--- TASK INSTRUCTIONS ---
Report how many lines below include "positive", giving the figure alone.

--- INPUT DATA ---
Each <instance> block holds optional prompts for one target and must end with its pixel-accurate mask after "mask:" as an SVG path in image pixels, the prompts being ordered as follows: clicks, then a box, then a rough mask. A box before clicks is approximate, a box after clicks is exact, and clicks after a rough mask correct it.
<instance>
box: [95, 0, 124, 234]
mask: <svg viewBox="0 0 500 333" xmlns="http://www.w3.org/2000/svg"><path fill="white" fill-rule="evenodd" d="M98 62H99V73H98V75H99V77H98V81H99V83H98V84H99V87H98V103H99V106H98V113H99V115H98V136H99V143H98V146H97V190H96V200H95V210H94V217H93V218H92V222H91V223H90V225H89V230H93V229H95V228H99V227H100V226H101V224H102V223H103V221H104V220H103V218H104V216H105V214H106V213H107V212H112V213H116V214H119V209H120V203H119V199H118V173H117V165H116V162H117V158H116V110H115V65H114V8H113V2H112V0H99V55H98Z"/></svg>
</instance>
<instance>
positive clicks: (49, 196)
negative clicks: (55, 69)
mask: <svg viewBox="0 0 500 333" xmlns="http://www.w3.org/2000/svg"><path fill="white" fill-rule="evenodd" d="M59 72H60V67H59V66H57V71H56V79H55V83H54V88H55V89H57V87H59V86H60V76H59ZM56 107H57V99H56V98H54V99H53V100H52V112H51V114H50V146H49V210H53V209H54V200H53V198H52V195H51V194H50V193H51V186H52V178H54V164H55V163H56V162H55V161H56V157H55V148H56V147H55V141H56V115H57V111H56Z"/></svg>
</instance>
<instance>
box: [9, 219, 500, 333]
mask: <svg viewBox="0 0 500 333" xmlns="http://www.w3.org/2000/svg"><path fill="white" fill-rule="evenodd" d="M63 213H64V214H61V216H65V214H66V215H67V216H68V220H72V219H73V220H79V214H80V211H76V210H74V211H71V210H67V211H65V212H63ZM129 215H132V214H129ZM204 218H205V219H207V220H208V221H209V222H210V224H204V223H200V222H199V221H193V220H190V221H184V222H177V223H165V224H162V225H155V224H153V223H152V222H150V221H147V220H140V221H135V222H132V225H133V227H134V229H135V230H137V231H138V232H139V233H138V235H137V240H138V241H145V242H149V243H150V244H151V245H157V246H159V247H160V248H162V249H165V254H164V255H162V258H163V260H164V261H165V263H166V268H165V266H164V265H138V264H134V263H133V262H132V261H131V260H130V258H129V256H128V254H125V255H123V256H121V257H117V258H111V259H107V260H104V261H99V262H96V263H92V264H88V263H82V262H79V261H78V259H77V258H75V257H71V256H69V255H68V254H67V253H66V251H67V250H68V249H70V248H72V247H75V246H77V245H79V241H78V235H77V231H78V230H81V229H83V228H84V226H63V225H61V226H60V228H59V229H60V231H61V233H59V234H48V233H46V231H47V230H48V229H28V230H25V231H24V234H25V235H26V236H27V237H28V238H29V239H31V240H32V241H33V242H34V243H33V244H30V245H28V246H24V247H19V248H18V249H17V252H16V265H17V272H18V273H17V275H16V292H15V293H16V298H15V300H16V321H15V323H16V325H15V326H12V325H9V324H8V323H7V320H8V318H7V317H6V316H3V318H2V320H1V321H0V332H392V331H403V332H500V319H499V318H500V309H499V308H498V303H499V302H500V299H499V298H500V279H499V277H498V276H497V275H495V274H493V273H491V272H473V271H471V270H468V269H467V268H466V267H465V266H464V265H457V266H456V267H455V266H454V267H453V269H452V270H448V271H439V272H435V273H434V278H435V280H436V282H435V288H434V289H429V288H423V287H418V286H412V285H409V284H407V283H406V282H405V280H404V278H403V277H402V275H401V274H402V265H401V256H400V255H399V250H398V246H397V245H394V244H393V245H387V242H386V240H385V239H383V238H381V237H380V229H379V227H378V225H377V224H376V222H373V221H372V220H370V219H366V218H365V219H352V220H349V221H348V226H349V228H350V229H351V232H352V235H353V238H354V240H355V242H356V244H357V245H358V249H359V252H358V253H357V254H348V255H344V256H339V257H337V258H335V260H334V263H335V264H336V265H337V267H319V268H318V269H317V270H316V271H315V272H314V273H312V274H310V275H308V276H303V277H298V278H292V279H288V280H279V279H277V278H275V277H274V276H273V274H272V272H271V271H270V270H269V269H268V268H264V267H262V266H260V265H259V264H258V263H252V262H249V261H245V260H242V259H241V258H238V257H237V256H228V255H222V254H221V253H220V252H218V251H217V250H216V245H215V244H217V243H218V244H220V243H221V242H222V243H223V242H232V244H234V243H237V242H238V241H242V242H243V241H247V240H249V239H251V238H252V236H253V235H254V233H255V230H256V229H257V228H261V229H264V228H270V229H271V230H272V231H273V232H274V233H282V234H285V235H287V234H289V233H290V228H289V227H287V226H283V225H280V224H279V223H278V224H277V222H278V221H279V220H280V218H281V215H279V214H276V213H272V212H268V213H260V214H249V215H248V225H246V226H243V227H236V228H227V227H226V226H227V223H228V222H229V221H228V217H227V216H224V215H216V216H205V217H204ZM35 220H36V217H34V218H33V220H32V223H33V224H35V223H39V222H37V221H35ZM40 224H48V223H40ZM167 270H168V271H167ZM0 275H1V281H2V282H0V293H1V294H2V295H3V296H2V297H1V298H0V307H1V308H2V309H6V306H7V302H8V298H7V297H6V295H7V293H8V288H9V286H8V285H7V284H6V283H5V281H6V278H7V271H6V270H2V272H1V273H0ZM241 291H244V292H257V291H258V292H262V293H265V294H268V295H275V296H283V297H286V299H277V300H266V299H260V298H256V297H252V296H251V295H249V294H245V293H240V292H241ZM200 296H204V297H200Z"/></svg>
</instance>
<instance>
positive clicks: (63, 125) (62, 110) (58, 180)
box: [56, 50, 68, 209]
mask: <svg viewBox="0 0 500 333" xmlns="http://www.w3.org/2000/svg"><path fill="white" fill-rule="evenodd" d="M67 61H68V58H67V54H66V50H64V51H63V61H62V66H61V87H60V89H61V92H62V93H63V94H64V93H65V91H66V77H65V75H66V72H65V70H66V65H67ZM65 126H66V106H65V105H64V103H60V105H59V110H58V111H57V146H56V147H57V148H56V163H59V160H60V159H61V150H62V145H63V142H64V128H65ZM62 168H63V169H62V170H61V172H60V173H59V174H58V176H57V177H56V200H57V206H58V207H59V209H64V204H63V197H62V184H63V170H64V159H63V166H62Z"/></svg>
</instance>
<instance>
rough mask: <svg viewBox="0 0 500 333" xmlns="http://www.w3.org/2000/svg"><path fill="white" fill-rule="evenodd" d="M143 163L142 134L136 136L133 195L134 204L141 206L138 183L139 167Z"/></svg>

--- ANSWER BELOW ---
2